■ **Stated exercise a**:
Count how many lines in the entries contain the string "clear", with case counting. Give only the number.

# Text section start

While Appellants also complain about the limited number of training spots allotted to constables, HB 239 sets a floor, a minimum number of reserved spots for constables, rather than a ceiling. While Appellants complain they have been denied access, they have not alleged that a constable meeting all pre- certification requirements has been kept out of basic training for a reason other than the constable’s own inability to furnish the cost of the training or unwillingness to attend the full duration of the training. If such has occurred, that complaint is not based on the constitutionality of HB 239 and is not properly before this Court.

b. The legislative removal of constables’ police powers does not constitute an equal protection violation Next, we turn to Appellants’ contention of error regarding equal protection violations. More particularly, Appellants assert that HB 239 creates a disparity between constables and sheriffs or other elected peace officers by requiring constables receive certification in order to exercise police powers.

The equal protection provisions are set forth in the Kentucky Constitution at Section 1, Section 2, and Section 3. These provisions provide “the legislature does not have arbitrary power and shall treat all persons equally.” Zuckerman v. Bevin , 565 S.W.3d 580, 594 (Ky. 2019). “[U]nless a statutory classification is arbitrary . . . the courts have no right to interfere with the exercise of legislative discretion.” Id. at 594-95 (citation omitted). The goal of the equal protection provisions is to prevent government decisionmakers from treating people differently who are otherwise alike in all relevant respects. Id. at 595. As most legislation makes some differentiation between different classes of people, “neither the federal nor state constitutions forbid such classification per se.” Id. at 596 (citing Romer v. Evans , 517 U.S. 620, 631 (1996)). Therefore, “the level of judicial scrutiny applied to an equal protection challenge depends on the classification made in the statute and the interest affected by it.” Id. (citation omitted).

# Text section end
# Information given start

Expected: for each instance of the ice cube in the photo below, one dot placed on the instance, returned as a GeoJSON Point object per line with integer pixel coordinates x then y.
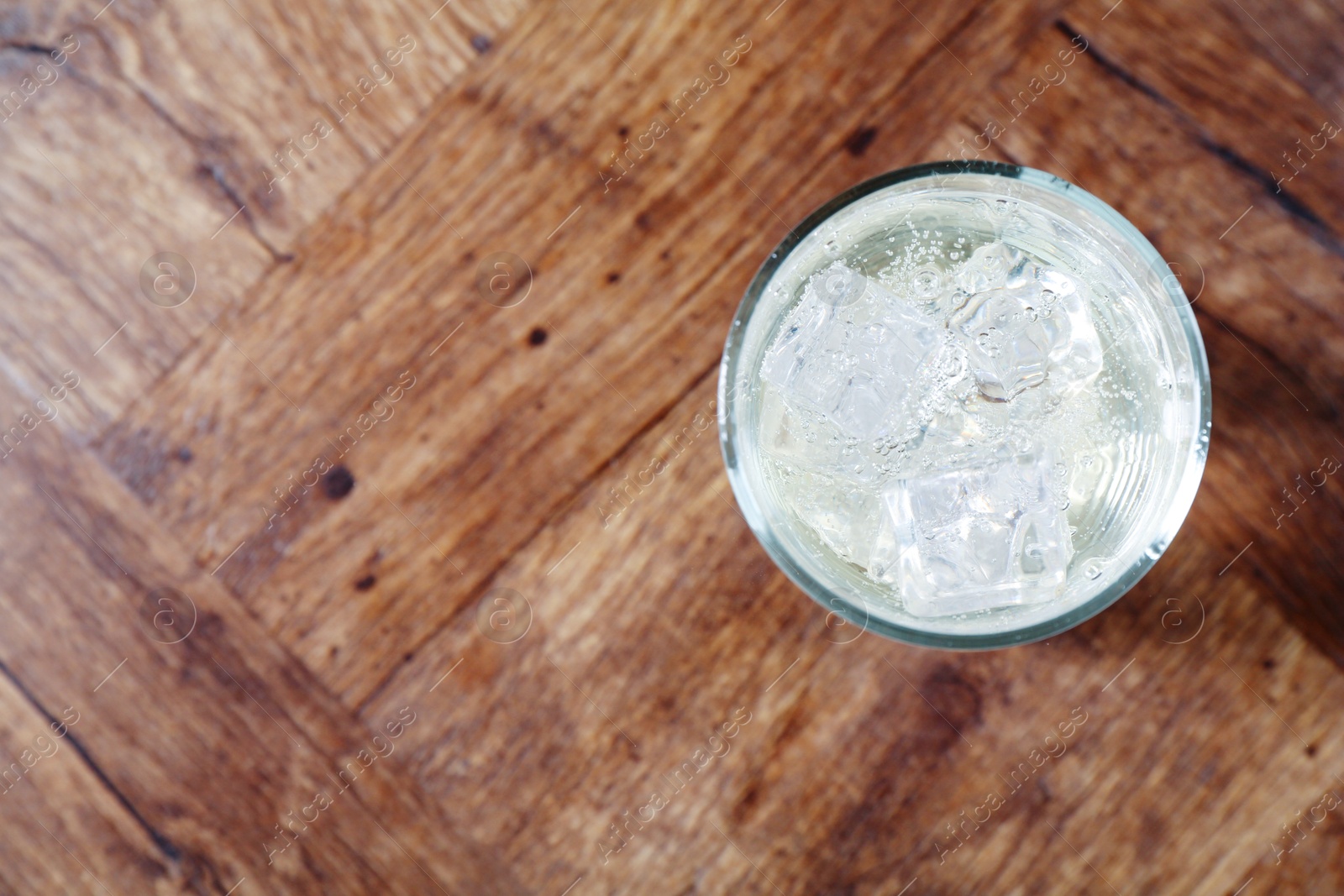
{"type": "Point", "coordinates": [987, 268]}
{"type": "Point", "coordinates": [1021, 324]}
{"type": "Point", "coordinates": [1008, 348]}
{"type": "Point", "coordinates": [806, 439]}
{"type": "Point", "coordinates": [851, 349]}
{"type": "Point", "coordinates": [983, 537]}
{"type": "Point", "coordinates": [846, 517]}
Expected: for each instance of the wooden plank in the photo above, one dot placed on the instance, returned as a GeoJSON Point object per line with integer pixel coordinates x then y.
{"type": "Point", "coordinates": [198, 719]}
{"type": "Point", "coordinates": [60, 829]}
{"type": "Point", "coordinates": [846, 777]}
{"type": "Point", "coordinates": [497, 446]}
{"type": "Point", "coordinates": [144, 140]}
{"type": "Point", "coordinates": [1277, 362]}
{"type": "Point", "coordinates": [1273, 123]}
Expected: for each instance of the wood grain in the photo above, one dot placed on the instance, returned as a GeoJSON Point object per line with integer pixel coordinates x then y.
{"type": "Point", "coordinates": [389, 497]}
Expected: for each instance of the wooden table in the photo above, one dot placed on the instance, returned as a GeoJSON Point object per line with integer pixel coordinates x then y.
{"type": "Point", "coordinates": [331, 331]}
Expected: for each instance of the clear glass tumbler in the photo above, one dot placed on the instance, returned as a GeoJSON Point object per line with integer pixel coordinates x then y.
{"type": "Point", "coordinates": [1128, 476]}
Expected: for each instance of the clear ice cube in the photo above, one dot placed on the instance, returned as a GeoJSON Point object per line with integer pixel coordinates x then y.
{"type": "Point", "coordinates": [806, 439]}
{"type": "Point", "coordinates": [843, 516]}
{"type": "Point", "coordinates": [851, 349]}
{"type": "Point", "coordinates": [1021, 324]}
{"type": "Point", "coordinates": [983, 537]}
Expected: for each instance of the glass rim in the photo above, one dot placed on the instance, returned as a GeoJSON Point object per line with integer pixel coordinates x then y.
{"type": "Point", "coordinates": [1176, 511]}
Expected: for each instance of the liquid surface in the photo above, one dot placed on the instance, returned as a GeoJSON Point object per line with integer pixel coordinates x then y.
{"type": "Point", "coordinates": [965, 402]}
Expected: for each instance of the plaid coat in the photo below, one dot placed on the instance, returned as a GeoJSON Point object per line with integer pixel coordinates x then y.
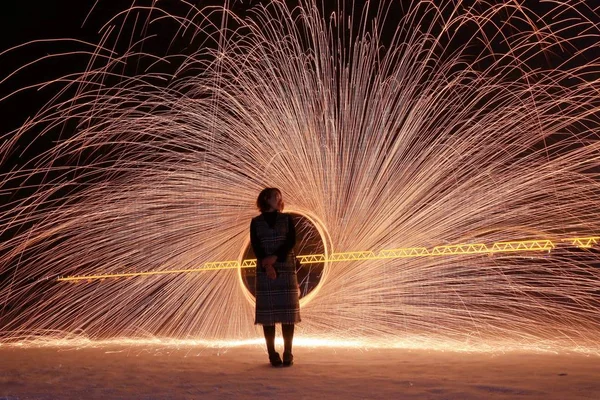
{"type": "Point", "coordinates": [277, 301]}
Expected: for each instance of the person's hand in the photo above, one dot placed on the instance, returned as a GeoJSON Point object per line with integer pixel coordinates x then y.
{"type": "Point", "coordinates": [271, 273]}
{"type": "Point", "coordinates": [269, 260]}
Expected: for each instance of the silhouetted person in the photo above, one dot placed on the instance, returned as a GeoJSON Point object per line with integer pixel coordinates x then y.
{"type": "Point", "coordinates": [273, 236]}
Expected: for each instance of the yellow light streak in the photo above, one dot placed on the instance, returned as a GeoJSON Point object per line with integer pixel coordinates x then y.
{"type": "Point", "coordinates": [409, 252]}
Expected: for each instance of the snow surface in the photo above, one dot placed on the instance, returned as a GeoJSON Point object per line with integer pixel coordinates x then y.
{"type": "Point", "coordinates": [195, 372]}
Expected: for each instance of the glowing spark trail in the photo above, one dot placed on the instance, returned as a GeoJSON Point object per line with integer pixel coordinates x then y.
{"type": "Point", "coordinates": [409, 252]}
{"type": "Point", "coordinates": [462, 139]}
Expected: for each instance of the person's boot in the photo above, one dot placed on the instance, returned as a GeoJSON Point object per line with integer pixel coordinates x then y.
{"type": "Point", "coordinates": [275, 359]}
{"type": "Point", "coordinates": [288, 359]}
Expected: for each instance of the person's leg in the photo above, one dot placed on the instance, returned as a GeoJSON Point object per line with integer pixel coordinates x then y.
{"type": "Point", "coordinates": [274, 358]}
{"type": "Point", "coordinates": [269, 331]}
{"type": "Point", "coordinates": [288, 337]}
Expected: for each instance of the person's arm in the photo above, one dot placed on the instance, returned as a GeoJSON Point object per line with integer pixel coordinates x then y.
{"type": "Point", "coordinates": [290, 241]}
{"type": "Point", "coordinates": [256, 246]}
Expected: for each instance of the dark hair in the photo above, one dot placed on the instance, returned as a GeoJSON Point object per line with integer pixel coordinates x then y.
{"type": "Point", "coordinates": [262, 203]}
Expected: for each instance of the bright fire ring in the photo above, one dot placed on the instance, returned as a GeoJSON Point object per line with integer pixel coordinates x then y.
{"type": "Point", "coordinates": [311, 238]}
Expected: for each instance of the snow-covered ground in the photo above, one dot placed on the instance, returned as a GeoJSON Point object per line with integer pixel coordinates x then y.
{"type": "Point", "coordinates": [193, 372]}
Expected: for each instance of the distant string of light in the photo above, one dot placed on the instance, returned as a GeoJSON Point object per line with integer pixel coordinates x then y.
{"type": "Point", "coordinates": [408, 252]}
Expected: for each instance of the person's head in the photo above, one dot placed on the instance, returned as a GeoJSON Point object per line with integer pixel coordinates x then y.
{"type": "Point", "coordinates": [270, 199]}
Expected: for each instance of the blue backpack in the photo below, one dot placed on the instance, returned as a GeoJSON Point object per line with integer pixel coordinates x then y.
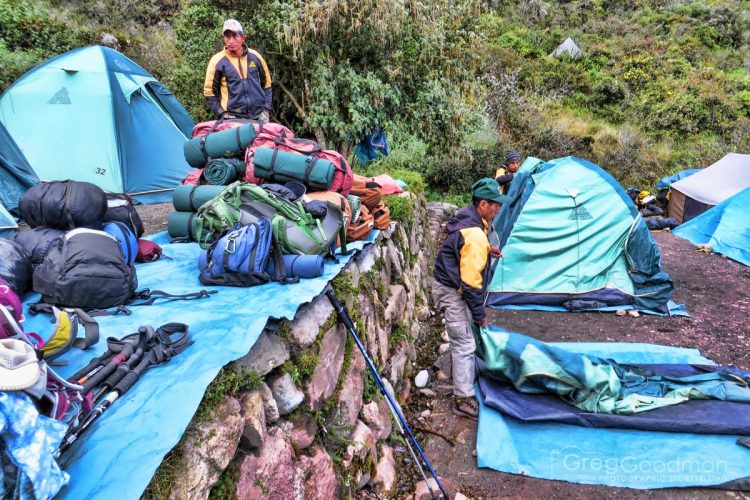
{"type": "Point", "coordinates": [126, 238]}
{"type": "Point", "coordinates": [240, 257]}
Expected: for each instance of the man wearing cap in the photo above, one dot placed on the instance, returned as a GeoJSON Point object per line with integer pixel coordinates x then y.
{"type": "Point", "coordinates": [507, 170]}
{"type": "Point", "coordinates": [238, 83]}
{"type": "Point", "coordinates": [459, 287]}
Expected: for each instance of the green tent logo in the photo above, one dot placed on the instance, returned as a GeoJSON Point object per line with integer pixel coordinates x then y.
{"type": "Point", "coordinates": [61, 97]}
{"type": "Point", "coordinates": [579, 213]}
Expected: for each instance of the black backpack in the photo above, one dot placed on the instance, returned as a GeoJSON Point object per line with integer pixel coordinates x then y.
{"type": "Point", "coordinates": [37, 242]}
{"type": "Point", "coordinates": [86, 269]}
{"type": "Point", "coordinates": [64, 205]}
{"type": "Point", "coordinates": [120, 208]}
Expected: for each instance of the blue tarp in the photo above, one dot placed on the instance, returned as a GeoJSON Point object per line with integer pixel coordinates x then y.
{"type": "Point", "coordinates": [725, 227]}
{"type": "Point", "coordinates": [613, 457]}
{"type": "Point", "coordinates": [121, 451]}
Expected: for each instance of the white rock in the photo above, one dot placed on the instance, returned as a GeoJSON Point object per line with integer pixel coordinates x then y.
{"type": "Point", "coordinates": [421, 379]}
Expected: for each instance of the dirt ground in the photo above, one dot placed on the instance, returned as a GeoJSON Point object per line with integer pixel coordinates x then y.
{"type": "Point", "coordinates": [716, 292]}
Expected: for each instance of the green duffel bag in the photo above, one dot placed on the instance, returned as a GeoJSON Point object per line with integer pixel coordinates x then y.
{"type": "Point", "coordinates": [280, 166]}
{"type": "Point", "coordinates": [295, 229]}
{"type": "Point", "coordinates": [181, 226]}
{"type": "Point", "coordinates": [224, 171]}
{"type": "Point", "coordinates": [229, 143]}
{"type": "Point", "coordinates": [190, 198]}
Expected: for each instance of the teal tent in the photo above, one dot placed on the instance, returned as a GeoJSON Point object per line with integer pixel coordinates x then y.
{"type": "Point", "coordinates": [94, 115]}
{"type": "Point", "coordinates": [571, 237]}
{"type": "Point", "coordinates": [16, 176]}
{"type": "Point", "coordinates": [725, 227]}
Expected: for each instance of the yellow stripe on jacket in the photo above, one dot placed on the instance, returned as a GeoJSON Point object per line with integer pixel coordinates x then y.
{"type": "Point", "coordinates": [474, 253]}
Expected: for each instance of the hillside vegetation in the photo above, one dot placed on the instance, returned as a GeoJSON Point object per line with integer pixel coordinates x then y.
{"type": "Point", "coordinates": [662, 84]}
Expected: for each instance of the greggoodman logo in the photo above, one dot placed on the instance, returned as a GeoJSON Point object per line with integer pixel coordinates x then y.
{"type": "Point", "coordinates": [573, 462]}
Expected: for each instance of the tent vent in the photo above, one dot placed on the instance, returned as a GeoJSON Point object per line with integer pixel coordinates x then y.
{"type": "Point", "coordinates": [60, 97]}
{"type": "Point", "coordinates": [579, 213]}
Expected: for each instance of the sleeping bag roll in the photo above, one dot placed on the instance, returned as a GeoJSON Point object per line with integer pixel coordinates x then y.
{"type": "Point", "coordinates": [224, 171]}
{"type": "Point", "coordinates": [182, 225]}
{"type": "Point", "coordinates": [230, 143]}
{"type": "Point", "coordinates": [189, 198]}
{"type": "Point", "coordinates": [303, 266]}
{"type": "Point", "coordinates": [280, 166]}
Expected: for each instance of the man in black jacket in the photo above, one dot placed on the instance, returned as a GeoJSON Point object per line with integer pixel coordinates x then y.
{"type": "Point", "coordinates": [504, 174]}
{"type": "Point", "coordinates": [238, 83]}
{"type": "Point", "coordinates": [462, 272]}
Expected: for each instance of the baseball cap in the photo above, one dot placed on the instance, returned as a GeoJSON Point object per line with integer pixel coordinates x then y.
{"type": "Point", "coordinates": [234, 26]}
{"type": "Point", "coordinates": [488, 189]}
{"type": "Point", "coordinates": [19, 366]}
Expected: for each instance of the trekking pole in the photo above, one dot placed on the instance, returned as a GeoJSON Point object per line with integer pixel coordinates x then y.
{"type": "Point", "coordinates": [160, 350]}
{"type": "Point", "coordinates": [344, 317]}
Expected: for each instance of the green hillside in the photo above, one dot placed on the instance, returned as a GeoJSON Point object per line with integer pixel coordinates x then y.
{"type": "Point", "coordinates": [662, 85]}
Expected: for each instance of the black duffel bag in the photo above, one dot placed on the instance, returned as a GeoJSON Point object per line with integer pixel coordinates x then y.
{"type": "Point", "coordinates": [64, 205]}
{"type": "Point", "coordinates": [120, 208]}
{"type": "Point", "coordinates": [15, 268]}
{"type": "Point", "coordinates": [86, 269]}
{"type": "Point", "coordinates": [37, 242]}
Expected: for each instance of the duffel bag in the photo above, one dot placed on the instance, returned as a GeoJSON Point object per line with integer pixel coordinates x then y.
{"type": "Point", "coordinates": [381, 216]}
{"type": "Point", "coordinates": [342, 175]}
{"type": "Point", "coordinates": [368, 190]}
{"type": "Point", "coordinates": [190, 198]}
{"type": "Point", "coordinates": [64, 205]}
{"type": "Point", "coordinates": [361, 228]}
{"type": "Point", "coordinates": [125, 237]}
{"type": "Point", "coordinates": [229, 143]}
{"type": "Point", "coordinates": [85, 269]}
{"type": "Point", "coordinates": [240, 257]}
{"type": "Point", "coordinates": [15, 267]}
{"type": "Point", "coordinates": [37, 242]}
{"type": "Point", "coordinates": [279, 166]}
{"type": "Point", "coordinates": [120, 208]}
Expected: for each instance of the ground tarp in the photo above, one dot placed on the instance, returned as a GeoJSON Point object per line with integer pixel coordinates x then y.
{"type": "Point", "coordinates": [725, 227]}
{"type": "Point", "coordinates": [120, 452]}
{"type": "Point", "coordinates": [613, 457]}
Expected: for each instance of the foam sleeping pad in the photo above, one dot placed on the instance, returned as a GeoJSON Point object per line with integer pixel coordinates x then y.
{"type": "Point", "coordinates": [182, 225]}
{"type": "Point", "coordinates": [189, 198]}
{"type": "Point", "coordinates": [230, 143]}
{"type": "Point", "coordinates": [224, 171]}
{"type": "Point", "coordinates": [280, 166]}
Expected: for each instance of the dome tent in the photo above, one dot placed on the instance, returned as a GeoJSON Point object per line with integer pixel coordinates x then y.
{"type": "Point", "coordinates": [572, 237]}
{"type": "Point", "coordinates": [94, 115]}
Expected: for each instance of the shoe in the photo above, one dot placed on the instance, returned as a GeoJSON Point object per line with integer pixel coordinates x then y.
{"type": "Point", "coordinates": [466, 407]}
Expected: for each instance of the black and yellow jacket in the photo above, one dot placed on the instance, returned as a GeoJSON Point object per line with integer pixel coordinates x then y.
{"type": "Point", "coordinates": [463, 262]}
{"type": "Point", "coordinates": [238, 85]}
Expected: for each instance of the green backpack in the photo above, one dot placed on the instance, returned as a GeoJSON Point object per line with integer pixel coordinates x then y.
{"type": "Point", "coordinates": [295, 230]}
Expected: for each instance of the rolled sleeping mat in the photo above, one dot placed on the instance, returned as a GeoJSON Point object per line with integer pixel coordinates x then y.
{"type": "Point", "coordinates": [280, 166]}
{"type": "Point", "coordinates": [224, 171]}
{"type": "Point", "coordinates": [304, 266]}
{"type": "Point", "coordinates": [182, 226]}
{"type": "Point", "coordinates": [230, 143]}
{"type": "Point", "coordinates": [189, 198]}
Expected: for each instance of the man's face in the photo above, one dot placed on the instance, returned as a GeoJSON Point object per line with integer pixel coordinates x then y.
{"type": "Point", "coordinates": [488, 210]}
{"type": "Point", "coordinates": [233, 41]}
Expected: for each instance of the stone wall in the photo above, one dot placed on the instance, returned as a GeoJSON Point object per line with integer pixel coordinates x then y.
{"type": "Point", "coordinates": [315, 425]}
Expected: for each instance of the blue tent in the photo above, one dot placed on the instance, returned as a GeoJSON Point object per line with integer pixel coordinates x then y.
{"type": "Point", "coordinates": [572, 237]}
{"type": "Point", "coordinates": [725, 227]}
{"type": "Point", "coordinates": [94, 115]}
{"type": "Point", "coordinates": [16, 176]}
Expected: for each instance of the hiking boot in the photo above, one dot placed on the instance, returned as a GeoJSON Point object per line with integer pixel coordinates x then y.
{"type": "Point", "coordinates": [466, 407]}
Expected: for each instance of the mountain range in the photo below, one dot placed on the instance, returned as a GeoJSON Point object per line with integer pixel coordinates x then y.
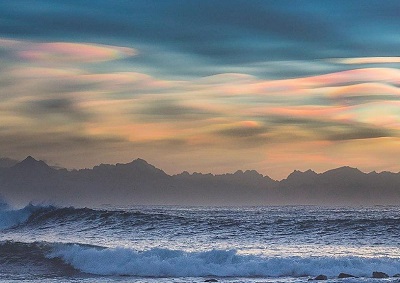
{"type": "Point", "coordinates": [140, 183]}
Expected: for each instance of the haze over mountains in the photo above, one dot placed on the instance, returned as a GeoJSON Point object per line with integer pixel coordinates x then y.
{"type": "Point", "coordinates": [139, 182]}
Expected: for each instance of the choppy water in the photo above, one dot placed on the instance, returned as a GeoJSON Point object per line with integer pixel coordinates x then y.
{"type": "Point", "coordinates": [188, 244]}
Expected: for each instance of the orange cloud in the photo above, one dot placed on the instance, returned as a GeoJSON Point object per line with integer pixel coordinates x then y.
{"type": "Point", "coordinates": [66, 52]}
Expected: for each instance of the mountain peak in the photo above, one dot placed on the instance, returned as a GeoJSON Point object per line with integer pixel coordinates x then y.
{"type": "Point", "coordinates": [31, 163]}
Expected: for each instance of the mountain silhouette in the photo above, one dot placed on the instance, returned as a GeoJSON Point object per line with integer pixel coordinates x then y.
{"type": "Point", "coordinates": [140, 183]}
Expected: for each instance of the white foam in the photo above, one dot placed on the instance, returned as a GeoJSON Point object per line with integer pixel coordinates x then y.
{"type": "Point", "coordinates": [175, 263]}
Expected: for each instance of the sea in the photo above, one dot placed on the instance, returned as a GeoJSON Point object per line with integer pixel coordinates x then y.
{"type": "Point", "coordinates": [175, 244]}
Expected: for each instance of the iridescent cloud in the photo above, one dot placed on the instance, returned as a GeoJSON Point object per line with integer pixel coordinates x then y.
{"type": "Point", "coordinates": [66, 51]}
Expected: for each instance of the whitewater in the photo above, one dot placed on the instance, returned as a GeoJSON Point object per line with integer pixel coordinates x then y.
{"type": "Point", "coordinates": [41, 243]}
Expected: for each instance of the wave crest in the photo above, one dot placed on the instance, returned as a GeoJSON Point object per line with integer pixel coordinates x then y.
{"type": "Point", "coordinates": [221, 263]}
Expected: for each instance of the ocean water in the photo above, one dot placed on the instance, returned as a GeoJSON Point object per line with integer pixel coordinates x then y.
{"type": "Point", "coordinates": [193, 244]}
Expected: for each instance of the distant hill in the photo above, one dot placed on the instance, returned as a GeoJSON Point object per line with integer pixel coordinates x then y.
{"type": "Point", "coordinates": [139, 182]}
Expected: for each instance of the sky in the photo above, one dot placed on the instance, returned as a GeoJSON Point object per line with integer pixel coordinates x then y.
{"type": "Point", "coordinates": [202, 86]}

# Information given end

■ **Stated exercise b**:
Answer these about the court text on HB 239:
(i) Does HB 239 set a floor or a ceiling on the training spots reserved for constables?
(ii) Which sections of the Kentucky Constitution hold the equal protection provisions?
(iii) According to Appellants, HB 239 creates a disparity between constables and which officers?

■ **Full response a**:
2

■ **Full response b**:
(i) A floor, meaning a minimum number of reserved spots.
(ii) Section 1, Section 2, and Section 3.
(iii) Sheriffs or other elected peace officers.